*Seçilen metin:*
21 Mayıs 2020

Koronavirüs krizi, iklim krizi ve ekonomide güç

BİLGİ Çevre, Enerji ve Sürdürülebilirlik Uygulama ve Araştırma Merkezi Müdürü Doç. Dr. Ayşe Uyduranoğlu yazdı

2019 yılının Aralık ayında ilk olarak Çin’in Wuhan kentinde ortaya çıkarak hayatımıza giren Koronavirüs, daha sonra salgına dönüşerek tüm dünyayı etkisi altına almış, ekonomideki gerçek gücün ne olduğunun sorgulanmasına da neden olmuştur.  

Ülke ekonomilerin ne kadar büyüdüğünü belirlemek için hesapladığımız gayri safi yurt içi hasıla (GSYİH) neyi, ne kadar ürettiğimizi göstermekle birlikte, nasıl ürettiğimizi ve kullanılan kaynakların neler olduğunu açıklamaz. GSYİH, bir ülke ekonomisinin bir önceki yıla göre pozitif ya da negatif büyüdüğü belirlemek ve kişi başına düşen milli geliri hesaplamak için kullanılan temel bir makroekonomik veridir. Ülkeler, GSYİH hesaplarında yer alan, ama aslında insanlığın refahına hiçbir şekilde katkıda bulunmayan binlerce ürün üretir. Yaşadığımız Koronavirüs salgını, ülkelerin kriz algısını ve krizlerin üstesinden gelebilmek için neler üretmeleri ve ne tür hizmetlere öncelik vermesi gerektiğini göstermiştir. Bu salgın, ekonomik gücün sadece ekonomik büyüme ve kişi başına artan milli gelir ile ölçülemeyeceğini, kriz algısı yüksek olan, krizleri en az hasar ile atlatan ve kriz sonrası ortaya çıkabilecek sorunlar ile mücadele edebilecek ülkelerin ekonomik güce sahip olduğunu göstermiştir. Yine bu salgın, krizin türüne göre alt yapı yatırımları ve kurumların güçlü olmasının şart olduğunu fark etmemize de yardımcı olmuştur.

*Yönergeler:*
1 > Seçilen metne göre GSYİH, bir ülkenin ekonomik gücünü ölçmekte neden yetersiz kalır? Metnin gösterdiği gerekçeyi bir ile üç cümleyle açıklayın.
2 > Aşağıdaki ifadelerin seçilen metinle uyuşup uyuşmadığını belirtin. Her biri için evet ya da hayır deyin ve kararı belirleyen sözleri metinden aynen alıntılayın.
(a) Salgın ilk olarak 2019 yılının Aralık ayında Çin'in Wuhan kentinde ortaya çıkmıştır.
(b) GSYİH, üretimde kullanılan kaynakların neler olduğunu açıklar.
(c) Ekonomik güç, yalnızca ekonomik büyüme ve kişi başına artan milli gelirle ölçülebilir.

*Verilen malzeme:*
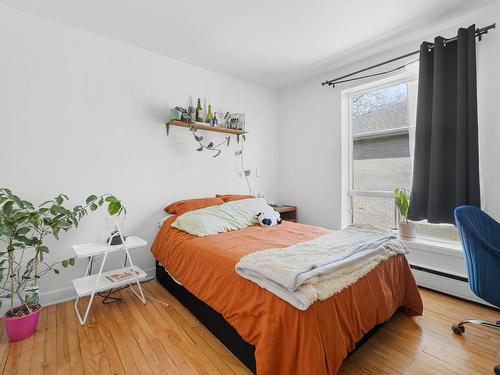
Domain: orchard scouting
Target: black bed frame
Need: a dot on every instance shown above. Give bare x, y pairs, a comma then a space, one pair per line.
216, 323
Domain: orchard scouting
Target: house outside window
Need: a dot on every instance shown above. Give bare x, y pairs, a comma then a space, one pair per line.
378, 128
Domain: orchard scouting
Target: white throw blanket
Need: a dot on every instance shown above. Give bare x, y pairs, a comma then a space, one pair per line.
305, 272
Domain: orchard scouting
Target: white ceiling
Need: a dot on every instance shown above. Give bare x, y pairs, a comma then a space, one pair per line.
274, 43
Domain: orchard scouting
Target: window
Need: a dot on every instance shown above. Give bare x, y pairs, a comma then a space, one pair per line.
378, 138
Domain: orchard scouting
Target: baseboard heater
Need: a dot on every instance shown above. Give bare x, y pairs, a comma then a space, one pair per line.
447, 283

*Alıştırma çözümleri:*
1 > GSYİH neyin ve ne kadar üretildiğini gösterir. Ancak nasıl üretildiğini ve hangi kaynakların kullanıldığını açıklamaz. Ayrıca ülkeler, GSYİH hesaplarına girdiği hâlde insanlığın refahına hiçbir katkısı olmayan binlerce ürün üretir.

2 >
(a) Evet: “2019 yılının Aralık ayında ilk olarak Çin’in Wuhan kentinde ortaya çıkarak”
(b) Hayır: “nasıl ürettiğimizi ve kullanılan kaynakların neler olduğunu açıklamaz”
(c) Hayır: “ekonomik gücün sadece ekonomik büyüme ve kişi başına artan milli gelir ile ölçülemeyeceğini”